Task brief:
How many of the lines below contain the word "green"? Reply with only the number.

[Coordinate annotation entries]
^^^^^^^^
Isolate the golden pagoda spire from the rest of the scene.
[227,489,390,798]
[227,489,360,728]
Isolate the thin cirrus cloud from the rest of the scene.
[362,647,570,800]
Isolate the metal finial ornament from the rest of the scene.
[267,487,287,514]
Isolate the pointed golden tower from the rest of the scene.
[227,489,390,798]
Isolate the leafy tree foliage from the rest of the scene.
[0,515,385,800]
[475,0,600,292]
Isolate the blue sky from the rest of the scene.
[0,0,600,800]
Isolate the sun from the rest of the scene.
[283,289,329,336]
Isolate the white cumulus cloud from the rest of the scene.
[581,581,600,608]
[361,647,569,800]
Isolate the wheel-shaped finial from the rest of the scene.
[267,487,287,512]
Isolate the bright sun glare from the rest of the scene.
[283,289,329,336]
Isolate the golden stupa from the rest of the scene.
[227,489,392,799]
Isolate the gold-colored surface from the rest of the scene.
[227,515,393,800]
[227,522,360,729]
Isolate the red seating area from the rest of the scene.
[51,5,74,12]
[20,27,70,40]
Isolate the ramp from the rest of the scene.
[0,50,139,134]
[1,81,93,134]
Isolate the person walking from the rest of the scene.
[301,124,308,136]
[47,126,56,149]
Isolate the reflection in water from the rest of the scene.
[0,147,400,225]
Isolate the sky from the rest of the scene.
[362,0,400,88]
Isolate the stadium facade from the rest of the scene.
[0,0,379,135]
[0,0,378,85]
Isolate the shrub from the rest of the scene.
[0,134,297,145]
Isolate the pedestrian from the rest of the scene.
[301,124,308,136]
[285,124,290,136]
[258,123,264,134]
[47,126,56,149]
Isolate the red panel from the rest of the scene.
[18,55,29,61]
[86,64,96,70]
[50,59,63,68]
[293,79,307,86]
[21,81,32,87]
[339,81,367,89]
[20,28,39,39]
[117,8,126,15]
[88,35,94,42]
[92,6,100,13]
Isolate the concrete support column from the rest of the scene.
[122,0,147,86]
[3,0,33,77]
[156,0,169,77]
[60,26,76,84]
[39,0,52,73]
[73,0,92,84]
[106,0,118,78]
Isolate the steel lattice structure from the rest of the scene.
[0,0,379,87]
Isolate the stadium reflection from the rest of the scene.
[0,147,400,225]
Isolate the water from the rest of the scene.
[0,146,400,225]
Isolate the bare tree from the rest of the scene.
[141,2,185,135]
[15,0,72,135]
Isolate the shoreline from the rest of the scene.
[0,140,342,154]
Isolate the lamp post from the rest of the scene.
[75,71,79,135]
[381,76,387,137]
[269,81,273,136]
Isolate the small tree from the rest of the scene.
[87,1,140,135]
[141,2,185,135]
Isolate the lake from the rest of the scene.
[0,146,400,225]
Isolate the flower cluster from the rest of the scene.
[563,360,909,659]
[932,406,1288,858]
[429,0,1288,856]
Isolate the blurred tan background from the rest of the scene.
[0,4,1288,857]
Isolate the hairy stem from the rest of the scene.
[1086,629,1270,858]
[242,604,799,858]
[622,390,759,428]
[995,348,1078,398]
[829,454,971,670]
^^^^^^^^
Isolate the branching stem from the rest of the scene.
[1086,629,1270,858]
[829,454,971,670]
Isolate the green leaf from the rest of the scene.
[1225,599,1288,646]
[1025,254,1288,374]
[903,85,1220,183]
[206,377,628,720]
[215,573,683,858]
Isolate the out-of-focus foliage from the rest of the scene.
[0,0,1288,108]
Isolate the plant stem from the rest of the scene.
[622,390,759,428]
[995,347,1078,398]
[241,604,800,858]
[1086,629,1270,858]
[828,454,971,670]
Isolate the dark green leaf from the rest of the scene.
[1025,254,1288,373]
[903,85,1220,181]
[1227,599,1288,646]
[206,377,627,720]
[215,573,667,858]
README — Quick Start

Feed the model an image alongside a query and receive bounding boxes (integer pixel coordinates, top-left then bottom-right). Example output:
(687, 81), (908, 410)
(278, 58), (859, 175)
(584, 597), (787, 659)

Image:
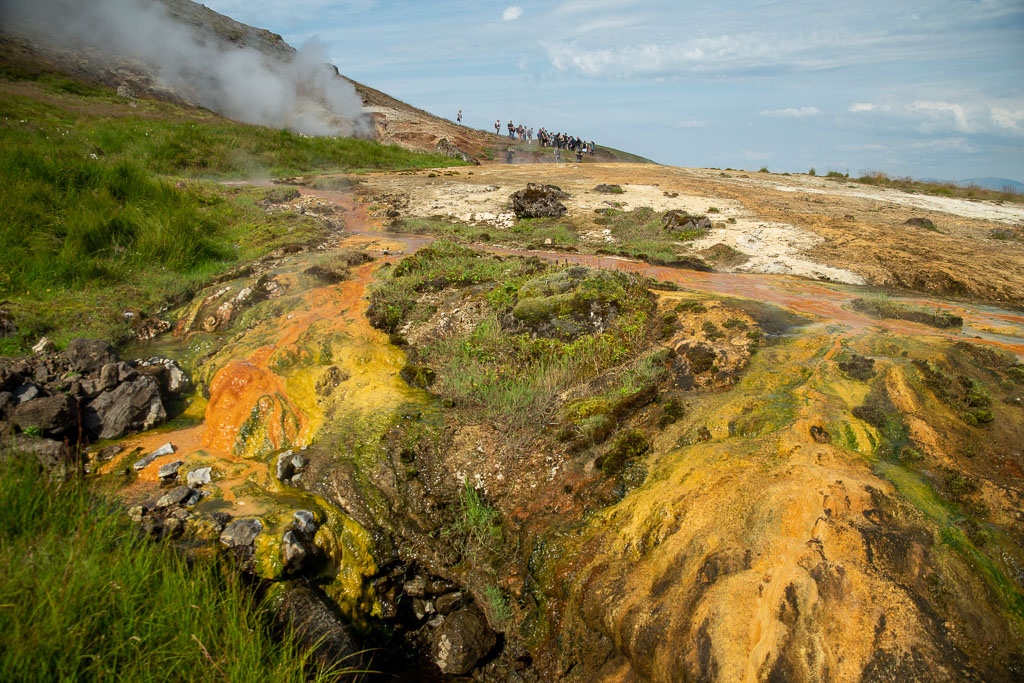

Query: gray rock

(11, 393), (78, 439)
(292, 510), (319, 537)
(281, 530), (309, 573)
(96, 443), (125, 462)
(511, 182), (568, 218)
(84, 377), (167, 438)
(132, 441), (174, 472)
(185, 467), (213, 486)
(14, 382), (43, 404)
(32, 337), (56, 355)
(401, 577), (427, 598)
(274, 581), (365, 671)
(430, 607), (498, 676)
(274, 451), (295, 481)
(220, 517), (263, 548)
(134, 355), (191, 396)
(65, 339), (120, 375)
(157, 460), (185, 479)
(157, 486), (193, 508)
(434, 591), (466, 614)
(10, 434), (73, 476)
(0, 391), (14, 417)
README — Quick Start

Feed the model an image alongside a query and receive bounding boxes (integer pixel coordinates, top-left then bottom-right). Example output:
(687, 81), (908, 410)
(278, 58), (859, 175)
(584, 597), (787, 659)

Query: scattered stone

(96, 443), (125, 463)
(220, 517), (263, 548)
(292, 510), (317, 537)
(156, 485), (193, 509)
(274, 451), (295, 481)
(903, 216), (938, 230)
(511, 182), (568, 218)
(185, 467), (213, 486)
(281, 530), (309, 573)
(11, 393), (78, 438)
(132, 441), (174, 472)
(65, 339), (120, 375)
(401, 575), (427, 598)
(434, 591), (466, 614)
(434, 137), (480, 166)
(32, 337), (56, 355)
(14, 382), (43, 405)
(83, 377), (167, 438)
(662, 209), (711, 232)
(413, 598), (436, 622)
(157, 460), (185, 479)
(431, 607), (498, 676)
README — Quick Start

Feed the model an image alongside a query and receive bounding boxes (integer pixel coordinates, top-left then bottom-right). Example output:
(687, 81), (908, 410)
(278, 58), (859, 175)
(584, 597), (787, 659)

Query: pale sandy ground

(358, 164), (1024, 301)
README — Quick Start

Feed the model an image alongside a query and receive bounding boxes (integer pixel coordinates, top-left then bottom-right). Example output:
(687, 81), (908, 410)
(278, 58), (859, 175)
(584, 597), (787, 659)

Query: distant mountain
^^^^^^^^
Written response:
2